GOAL OF THE EXERCISE: Could you show each line of the records that contains the word "football"?

RECORDS TO USE:
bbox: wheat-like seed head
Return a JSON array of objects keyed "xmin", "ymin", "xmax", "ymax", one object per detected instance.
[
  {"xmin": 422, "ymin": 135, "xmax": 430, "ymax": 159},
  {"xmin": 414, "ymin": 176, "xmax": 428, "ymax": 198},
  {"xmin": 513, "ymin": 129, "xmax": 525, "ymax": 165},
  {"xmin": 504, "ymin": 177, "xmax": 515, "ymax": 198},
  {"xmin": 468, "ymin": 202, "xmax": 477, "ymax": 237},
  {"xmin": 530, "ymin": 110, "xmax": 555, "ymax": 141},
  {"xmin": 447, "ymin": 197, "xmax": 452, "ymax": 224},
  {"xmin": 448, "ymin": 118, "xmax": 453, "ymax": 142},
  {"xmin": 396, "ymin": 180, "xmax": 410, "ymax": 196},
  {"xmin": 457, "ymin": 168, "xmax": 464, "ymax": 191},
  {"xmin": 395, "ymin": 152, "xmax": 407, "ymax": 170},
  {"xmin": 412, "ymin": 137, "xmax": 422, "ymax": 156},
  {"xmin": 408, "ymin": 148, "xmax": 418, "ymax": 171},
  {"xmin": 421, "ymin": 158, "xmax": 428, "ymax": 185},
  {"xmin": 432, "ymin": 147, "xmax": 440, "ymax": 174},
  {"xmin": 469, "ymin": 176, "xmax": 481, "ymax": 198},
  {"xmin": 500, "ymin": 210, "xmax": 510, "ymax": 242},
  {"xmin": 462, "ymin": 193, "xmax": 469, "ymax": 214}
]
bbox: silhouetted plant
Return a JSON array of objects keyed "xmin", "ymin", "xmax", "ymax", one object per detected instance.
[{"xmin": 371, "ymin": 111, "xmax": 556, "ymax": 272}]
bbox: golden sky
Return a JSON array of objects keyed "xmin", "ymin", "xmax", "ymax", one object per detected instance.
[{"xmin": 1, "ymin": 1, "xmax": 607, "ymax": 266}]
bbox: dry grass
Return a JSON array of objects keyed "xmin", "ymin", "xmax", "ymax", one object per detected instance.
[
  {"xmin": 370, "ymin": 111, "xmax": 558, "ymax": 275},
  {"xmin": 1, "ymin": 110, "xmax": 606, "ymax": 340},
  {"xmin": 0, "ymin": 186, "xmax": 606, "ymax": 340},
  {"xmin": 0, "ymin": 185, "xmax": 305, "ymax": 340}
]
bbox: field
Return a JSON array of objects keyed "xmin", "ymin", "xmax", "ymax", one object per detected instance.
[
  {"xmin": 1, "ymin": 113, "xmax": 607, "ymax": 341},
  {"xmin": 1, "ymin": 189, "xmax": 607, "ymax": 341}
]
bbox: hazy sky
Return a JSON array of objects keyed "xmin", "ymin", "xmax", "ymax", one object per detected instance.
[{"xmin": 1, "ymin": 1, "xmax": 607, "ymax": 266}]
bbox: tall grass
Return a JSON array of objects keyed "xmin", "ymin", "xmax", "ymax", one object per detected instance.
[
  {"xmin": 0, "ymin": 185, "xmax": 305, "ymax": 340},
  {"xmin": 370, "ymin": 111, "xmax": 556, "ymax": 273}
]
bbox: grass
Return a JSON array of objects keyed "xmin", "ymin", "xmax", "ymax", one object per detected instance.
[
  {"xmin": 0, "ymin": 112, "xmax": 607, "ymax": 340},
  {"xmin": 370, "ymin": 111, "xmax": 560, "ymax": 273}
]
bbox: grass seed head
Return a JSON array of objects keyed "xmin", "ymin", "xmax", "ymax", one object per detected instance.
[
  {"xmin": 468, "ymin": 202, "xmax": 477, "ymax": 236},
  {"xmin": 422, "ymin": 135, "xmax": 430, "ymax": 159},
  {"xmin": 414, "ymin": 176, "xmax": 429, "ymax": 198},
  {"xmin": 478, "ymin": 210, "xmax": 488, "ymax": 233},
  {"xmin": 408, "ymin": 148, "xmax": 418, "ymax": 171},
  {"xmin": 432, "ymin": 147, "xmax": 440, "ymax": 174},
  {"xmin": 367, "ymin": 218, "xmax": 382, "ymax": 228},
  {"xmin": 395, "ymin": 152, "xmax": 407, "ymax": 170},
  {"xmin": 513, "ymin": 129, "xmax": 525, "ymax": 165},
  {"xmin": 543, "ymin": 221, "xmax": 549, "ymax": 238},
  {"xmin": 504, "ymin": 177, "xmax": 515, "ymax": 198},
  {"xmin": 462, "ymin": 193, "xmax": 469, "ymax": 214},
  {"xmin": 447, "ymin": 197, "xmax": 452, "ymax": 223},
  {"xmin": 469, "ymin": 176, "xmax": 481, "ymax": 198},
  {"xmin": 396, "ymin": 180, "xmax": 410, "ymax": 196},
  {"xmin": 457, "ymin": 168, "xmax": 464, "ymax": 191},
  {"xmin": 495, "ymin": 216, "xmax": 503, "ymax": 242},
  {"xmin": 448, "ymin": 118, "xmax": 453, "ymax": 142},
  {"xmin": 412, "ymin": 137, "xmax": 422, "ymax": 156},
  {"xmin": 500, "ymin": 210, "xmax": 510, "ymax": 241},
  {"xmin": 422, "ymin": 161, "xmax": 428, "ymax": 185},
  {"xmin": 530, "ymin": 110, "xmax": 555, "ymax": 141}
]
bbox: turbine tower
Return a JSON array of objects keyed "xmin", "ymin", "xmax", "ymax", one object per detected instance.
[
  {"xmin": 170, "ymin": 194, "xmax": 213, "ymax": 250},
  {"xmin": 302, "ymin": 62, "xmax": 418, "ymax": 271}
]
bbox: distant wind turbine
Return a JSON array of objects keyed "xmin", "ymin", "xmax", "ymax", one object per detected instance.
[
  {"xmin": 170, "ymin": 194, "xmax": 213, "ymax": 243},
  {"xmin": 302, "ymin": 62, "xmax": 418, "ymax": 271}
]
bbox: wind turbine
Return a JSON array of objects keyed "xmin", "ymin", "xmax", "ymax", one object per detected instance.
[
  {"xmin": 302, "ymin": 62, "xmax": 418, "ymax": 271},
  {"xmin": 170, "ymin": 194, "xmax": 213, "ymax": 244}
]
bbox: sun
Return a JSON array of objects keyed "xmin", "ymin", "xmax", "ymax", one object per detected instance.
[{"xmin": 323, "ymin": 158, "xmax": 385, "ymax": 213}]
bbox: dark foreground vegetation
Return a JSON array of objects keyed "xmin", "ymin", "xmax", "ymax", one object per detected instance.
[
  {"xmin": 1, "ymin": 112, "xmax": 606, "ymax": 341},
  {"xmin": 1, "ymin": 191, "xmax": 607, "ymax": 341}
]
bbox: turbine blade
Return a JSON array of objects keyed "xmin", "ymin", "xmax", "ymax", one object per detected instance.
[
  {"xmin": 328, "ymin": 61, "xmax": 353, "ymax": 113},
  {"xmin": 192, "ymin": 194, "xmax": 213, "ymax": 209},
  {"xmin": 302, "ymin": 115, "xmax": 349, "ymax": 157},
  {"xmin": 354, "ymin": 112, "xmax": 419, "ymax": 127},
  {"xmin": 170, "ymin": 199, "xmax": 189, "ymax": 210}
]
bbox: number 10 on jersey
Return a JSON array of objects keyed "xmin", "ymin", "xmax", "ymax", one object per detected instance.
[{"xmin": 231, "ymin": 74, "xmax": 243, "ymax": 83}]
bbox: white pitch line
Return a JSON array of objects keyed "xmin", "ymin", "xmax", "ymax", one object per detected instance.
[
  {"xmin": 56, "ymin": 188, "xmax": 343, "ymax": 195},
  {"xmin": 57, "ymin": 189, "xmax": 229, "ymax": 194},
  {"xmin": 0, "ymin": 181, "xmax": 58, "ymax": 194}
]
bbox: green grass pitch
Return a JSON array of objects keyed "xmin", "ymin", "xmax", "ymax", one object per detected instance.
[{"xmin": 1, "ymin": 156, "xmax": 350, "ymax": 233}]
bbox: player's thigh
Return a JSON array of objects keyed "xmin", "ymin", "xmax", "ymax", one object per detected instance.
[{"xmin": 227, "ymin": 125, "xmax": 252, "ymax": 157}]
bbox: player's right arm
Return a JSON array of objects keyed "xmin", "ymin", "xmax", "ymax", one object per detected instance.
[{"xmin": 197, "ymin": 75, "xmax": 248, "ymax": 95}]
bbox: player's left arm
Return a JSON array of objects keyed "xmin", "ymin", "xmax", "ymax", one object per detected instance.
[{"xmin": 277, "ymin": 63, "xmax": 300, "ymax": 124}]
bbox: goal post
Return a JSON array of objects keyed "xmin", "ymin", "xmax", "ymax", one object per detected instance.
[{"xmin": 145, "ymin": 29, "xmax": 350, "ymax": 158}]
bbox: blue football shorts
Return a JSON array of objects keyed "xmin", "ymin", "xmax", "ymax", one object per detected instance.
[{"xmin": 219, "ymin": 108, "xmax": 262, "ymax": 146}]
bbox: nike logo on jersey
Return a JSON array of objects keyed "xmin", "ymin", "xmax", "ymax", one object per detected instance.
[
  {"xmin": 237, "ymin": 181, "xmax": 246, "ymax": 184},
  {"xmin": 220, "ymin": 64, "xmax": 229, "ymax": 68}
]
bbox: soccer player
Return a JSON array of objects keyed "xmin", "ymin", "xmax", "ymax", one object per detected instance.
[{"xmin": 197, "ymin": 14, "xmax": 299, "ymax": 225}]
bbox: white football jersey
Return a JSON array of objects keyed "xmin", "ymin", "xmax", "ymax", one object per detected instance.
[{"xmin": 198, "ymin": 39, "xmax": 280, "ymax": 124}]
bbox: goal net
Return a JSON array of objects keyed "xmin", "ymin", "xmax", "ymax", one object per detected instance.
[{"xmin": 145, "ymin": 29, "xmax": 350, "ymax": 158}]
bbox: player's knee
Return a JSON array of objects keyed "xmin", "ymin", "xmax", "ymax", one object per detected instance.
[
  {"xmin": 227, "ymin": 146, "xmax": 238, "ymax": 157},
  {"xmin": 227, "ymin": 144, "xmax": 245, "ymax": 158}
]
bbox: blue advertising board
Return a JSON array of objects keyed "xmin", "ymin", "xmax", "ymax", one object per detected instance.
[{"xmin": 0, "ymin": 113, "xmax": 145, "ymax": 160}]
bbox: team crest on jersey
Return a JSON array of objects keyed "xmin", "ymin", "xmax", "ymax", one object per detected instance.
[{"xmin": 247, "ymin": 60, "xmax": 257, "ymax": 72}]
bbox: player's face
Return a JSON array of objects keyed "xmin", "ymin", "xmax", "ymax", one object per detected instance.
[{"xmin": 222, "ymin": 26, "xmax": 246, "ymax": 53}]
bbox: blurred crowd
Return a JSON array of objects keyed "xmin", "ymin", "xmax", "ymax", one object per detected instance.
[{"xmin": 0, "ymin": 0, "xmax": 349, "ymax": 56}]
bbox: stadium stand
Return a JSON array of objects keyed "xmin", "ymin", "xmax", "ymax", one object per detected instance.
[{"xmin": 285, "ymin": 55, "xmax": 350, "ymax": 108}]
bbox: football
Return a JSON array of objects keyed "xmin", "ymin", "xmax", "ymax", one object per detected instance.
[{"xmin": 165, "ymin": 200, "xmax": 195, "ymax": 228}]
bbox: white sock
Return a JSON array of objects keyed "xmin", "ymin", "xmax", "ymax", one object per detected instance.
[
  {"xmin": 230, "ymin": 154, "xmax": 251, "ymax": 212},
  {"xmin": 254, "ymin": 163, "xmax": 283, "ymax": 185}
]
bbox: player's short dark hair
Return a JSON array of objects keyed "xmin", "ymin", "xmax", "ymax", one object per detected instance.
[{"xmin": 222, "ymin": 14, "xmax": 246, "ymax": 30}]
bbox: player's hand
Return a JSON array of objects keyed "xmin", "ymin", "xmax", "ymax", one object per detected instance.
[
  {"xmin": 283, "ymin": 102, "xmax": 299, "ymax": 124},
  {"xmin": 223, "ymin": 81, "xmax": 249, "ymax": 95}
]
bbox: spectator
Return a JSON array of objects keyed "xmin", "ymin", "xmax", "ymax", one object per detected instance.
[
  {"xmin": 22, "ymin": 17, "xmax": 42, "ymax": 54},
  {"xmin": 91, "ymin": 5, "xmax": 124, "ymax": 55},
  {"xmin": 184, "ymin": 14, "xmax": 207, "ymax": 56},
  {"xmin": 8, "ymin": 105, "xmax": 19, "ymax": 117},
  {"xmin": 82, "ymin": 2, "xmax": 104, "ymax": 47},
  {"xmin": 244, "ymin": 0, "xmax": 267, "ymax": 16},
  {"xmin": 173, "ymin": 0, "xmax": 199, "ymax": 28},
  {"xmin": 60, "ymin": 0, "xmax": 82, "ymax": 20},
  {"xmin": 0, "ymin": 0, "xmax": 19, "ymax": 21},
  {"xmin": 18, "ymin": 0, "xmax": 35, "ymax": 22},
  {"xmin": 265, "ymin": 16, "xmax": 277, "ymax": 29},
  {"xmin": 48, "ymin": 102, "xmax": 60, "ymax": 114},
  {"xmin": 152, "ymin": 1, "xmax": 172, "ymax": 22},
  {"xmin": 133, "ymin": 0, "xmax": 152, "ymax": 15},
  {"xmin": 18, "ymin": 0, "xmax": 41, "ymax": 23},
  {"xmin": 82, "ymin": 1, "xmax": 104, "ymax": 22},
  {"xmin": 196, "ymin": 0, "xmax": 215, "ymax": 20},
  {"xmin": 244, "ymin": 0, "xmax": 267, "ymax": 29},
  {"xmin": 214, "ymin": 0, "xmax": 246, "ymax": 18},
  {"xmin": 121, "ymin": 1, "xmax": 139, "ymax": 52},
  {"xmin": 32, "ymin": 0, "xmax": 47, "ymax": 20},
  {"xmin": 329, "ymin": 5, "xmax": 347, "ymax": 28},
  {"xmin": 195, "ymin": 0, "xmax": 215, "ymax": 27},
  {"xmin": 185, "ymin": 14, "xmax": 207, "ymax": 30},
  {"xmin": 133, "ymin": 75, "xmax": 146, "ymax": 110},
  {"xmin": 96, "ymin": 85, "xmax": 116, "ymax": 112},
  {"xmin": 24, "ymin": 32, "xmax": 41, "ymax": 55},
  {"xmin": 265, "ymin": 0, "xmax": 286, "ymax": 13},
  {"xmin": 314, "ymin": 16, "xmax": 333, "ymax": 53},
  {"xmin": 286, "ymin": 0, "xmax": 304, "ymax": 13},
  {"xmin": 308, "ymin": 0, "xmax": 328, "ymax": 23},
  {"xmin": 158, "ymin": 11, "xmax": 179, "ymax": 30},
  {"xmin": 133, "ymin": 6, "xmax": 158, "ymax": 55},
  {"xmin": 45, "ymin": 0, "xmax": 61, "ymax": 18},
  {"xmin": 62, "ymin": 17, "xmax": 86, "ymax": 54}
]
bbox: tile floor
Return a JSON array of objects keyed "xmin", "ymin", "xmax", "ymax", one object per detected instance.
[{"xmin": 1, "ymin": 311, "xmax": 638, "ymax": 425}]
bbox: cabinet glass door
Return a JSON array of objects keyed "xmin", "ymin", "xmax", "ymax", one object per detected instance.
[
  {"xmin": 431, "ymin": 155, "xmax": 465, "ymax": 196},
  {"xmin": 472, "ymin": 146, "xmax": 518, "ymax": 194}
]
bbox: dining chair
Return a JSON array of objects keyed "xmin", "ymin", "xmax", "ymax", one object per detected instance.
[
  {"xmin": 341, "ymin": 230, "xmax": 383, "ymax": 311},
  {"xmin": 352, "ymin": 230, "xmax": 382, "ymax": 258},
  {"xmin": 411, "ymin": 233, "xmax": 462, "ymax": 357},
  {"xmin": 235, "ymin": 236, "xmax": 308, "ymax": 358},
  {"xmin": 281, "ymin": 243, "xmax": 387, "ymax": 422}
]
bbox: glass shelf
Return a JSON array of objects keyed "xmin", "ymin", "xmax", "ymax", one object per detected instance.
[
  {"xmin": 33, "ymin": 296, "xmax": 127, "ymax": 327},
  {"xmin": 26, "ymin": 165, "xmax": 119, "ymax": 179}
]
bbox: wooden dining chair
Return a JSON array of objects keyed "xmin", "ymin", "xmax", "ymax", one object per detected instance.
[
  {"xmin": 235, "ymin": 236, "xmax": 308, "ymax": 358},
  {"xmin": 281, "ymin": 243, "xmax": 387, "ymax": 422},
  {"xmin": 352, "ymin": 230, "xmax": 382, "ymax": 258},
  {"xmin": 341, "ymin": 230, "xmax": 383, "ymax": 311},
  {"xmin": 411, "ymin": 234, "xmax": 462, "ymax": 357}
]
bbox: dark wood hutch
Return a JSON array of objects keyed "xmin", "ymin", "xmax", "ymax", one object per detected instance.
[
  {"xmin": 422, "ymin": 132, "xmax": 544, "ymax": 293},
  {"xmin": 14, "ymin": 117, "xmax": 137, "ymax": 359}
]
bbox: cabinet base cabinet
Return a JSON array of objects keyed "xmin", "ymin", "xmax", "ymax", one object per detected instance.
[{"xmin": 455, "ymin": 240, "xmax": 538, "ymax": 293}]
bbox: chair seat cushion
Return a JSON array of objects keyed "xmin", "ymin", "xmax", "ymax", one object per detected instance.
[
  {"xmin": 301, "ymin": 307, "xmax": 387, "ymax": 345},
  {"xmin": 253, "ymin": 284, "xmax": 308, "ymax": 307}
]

RESULT:
bbox: blue football shorts
bbox: white football jersey
bbox: football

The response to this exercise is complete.